### Written instruction
Resize everything from the line containing "Category: fence post" down to the end of the listing, including both ends. Write those lines out again in full, changing only the point coordinates: multiply each by 1.95 and round to a whole number, with halves rounded up.

--- start of Data ---

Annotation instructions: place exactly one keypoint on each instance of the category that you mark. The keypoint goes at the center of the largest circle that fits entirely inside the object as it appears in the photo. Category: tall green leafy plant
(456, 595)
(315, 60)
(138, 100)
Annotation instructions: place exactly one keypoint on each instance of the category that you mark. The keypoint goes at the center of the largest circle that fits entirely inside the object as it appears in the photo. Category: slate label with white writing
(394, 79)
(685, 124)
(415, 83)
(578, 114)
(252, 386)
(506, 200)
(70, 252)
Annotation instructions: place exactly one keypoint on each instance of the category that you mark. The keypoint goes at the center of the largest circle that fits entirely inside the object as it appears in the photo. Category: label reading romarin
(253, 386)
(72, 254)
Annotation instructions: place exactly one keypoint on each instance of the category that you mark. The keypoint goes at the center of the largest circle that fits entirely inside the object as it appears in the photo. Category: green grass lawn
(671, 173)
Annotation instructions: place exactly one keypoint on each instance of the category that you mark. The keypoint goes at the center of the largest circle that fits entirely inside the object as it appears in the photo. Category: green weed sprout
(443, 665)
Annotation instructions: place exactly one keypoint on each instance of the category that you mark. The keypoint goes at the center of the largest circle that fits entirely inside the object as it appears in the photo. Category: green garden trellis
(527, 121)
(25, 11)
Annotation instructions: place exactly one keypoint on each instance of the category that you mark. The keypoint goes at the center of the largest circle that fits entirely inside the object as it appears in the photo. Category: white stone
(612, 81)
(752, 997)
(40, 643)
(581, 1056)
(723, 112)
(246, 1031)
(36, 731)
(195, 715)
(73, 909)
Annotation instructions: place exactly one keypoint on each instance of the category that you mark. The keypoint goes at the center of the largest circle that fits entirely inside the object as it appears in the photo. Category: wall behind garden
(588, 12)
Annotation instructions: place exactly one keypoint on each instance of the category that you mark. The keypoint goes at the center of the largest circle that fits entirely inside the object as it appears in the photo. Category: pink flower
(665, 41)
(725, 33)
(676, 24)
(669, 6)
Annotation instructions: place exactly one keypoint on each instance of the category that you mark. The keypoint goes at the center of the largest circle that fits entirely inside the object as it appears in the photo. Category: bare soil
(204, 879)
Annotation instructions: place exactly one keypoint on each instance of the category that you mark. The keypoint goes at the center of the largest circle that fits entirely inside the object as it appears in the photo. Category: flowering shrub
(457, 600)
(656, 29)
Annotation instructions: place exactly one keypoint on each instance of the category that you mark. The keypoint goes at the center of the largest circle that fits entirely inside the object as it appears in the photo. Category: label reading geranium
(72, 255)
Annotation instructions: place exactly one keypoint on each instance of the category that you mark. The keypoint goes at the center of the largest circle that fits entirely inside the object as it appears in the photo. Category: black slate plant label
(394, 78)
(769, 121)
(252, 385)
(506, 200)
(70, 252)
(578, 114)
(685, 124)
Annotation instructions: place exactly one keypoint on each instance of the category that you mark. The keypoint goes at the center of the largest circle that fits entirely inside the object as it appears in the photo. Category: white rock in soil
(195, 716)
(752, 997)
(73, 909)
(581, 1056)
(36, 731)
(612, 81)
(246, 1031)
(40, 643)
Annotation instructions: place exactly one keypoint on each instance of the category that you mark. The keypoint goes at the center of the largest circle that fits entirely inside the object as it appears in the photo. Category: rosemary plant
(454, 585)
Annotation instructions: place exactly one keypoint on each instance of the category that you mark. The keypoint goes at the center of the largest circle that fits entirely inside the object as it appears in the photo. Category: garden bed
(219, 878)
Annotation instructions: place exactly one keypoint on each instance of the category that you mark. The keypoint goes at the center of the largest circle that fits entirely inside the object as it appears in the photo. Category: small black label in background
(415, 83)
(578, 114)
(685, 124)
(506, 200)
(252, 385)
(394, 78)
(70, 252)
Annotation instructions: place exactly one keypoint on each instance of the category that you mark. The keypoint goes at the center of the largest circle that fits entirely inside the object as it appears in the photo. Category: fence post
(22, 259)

--- end of Data ---

### Expected output
Annotation instructions: place exactly one keypoint on each instance of the category that you mark. The keypoint goes at the center of the largest circle that fits entirely inside the object as it appears in the photo. Category: fence post
(43, 505)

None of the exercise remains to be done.